When you are unfairly dismissed the time limits are very strict – you only have 3 months less one day to bring a claim in the employment tribunal. This does not get extended by any grievance process.
If you win a claim then your unfair dismissal compensation payout will reflect how much money you lost by being out of a job. For example, if you were only out of a job for 2 weeks, you will get very little compensation.
How to prove that the dismissal reason was not the real reason?
This is always tricky: you may have been given a fair reason, and the procedure was fair, but you may still have grounds for an unfair dismissal claim if you know that there was an underlying reason and that you have been put through a ‘sham’ exercise.
This argument should be used with some caution: employment tribunals are part of the establishment and are not readily persuaded by conspiracy theorists.
But still, if you can prove that there was a different reason for your dismissal than the one given to you, then you may be successful in your claim, even though on the face of it the process seemed fair.
What unfair dismissal compensation could I get?
In order to assess what unfair dismissal compensation you could get in your settlement, it is worth looking at what an employment tribunal would award in a case of unfair dismissal. Doing this can help you to work out what a reasonable unfair dismissal settlement agreement value would be in your circumstances.
There are two elements to such an award: a compensatory award and a basic award:
The compensatory award
This payout is usually the larger of the two elements and is awarded by a tribunal to compensate you for losses you have sustained as a result of your employer’s unfair actions.
The maximum ‘compensatory’ award in the tribunal for unfair dismissal is one year’s salary, or £89,493, whichever is lower (as from 6 April 2021).
However, you have a duty to mitigate your loss, which means that if you get a new job straight away on the same or more money, you won’t be entitled to any compensatory award at all.
The basic award
The other element of unfair dismissal compensation is a ‘basic award’. This is similar to statutory redundancy pay – and is:
- 1.5 weeks’ pay per year of service from age 41
- 1 week’s pay for each year of service if you are aged 22 – 40
- 0.5 week’s pay for each year served if you are under 22 years
The award is based on your gross weekly pay when you were dismissed up to a maximum of £544 (whichever is lower) per year of service.
This is unlikely to amount to much unless you’ve been with your employer for a long time and the payout is capped at a maximum of £16,320. (All figures from 6 April 2021.)
Often it’s better to try to remain employed rather than quit or be fired, that way you can leverage a higher unfair dismissal settlement from your employer because they will effectively pay you to leave.
What’s the average UK payout for unfair dismissal claims?
There are two ways of thinking about average payouts for unfair dismissal claims:
- Claims settled directly with your employer;
- Claims settled by an employment tribunal,
as outlined below.
Average payout for claims settled directly with your employer
Our extensive experience as unfair dismissal solicitors indicates that employers usually end up better off (both mentally and financially) if they can negotiate a settlement agreement and associated compensation directly with their employer.

━━━━━━━━━━━━━━━━━━━━

▶ [To do]
[a] Answer these questions from the unfair dismissal text:
(i) What is the time limit for bringing an unfair dismissal claim in the employment tribunal?
(ii) What is the maximum compensatory award for unfair dismissal as from 6 April 2021?
(iii) At what amount is the basic award capped?
[b] Swap "employer" for "company" in the unfair dismissal text, and give the passage between "Often it’s better" and "as outlined below.", inclusive.
[c] Write the next part of the unfair dismissal text, starting after its final sentence.

▶ [Extracted information]
━━━━━━━━━━━━━━━━━━━━

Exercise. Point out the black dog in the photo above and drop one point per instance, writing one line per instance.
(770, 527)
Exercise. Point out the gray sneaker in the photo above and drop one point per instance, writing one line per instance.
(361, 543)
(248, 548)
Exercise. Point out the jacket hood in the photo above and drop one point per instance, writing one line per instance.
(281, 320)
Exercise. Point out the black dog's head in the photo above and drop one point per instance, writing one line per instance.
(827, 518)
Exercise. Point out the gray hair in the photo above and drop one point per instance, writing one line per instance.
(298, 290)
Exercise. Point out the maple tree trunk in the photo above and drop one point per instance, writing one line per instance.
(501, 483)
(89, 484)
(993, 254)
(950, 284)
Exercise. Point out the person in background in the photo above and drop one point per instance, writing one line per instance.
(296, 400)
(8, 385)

━━━━━━━━━━━━━━━━━━━━

▶ [The replies]
[a]
(i) 3 months less one day
(ii) One year's salary or £89,493, whichever is lower
(iii) £16,320

[b]
Often it’s better to try to remain employed rather than quit or be fired, that way you can leverage a higher unfair dismissal settlement from your company because they will effectively pay you to leave.
What’s the average UK payout for unfair dismissal claims?
There are two ways of thinking about average payouts for unfair dismissal claims:
- Claims settled directly with your company;
- Claims settled by an employment tribunal,
as outlined below.

[c]
An approximate average payout at Monaco Solicitors for unfair dismissal settlement agreement cases is upwards of three months’ pay in the form of an ex gratia payment (tax-free), plus notice pay (taxed).
You may also be able to negotiate over such payments as holiday pay, bonuses and commission and share options. There are also extras that don’t have a direct monetary value such as an employment reference in the form you want.
You cannot negotiate over the award made to you by an employment tribunal.
Average compensation for claims settled by an employment tribunal
The Ministry of Justice publishes annual statistics for awards made by employment tribunals for a wide range of claims, including unfair dismissal.
The latest published figures are for 2019 – 2020. They are set out in the Employment Tribunal and Employment Appeals Tribunal Annual Tables 2019 – 2020 in a wider report here).
For an unfair dismissal compensation awarded by a tribunal, the median award was £6,646, and the average award was £10,812.
Comment on average payouts for unfair dismissal
It does not take a great mathematician to work out that anyone earning more than £24,000 per annum would be likely to end up better off by negotiating an unfair dismissal settlement agreement payout, rather than having to accept an employment tribunal award.
We would always recommend seeking a fair financial settlement in preference to an employment tribunal case unless there is no other option.
However, while there is still time to make a tribunal claim, your employer would be more likely to reach an unfair dismissal settlement with you.
If you decide to take action, then do take it promptly, as there are strict time limits for making employment tribunal unfair dismissal claims – as explained in our guide on the subject here.
Try our unfair dismissal letter builders
If your unfair dismissal relates to a performance/capability issue, ill health, or unfair redundancy, then you might like to try one of our free letter builders to kick start negotiations with your employer.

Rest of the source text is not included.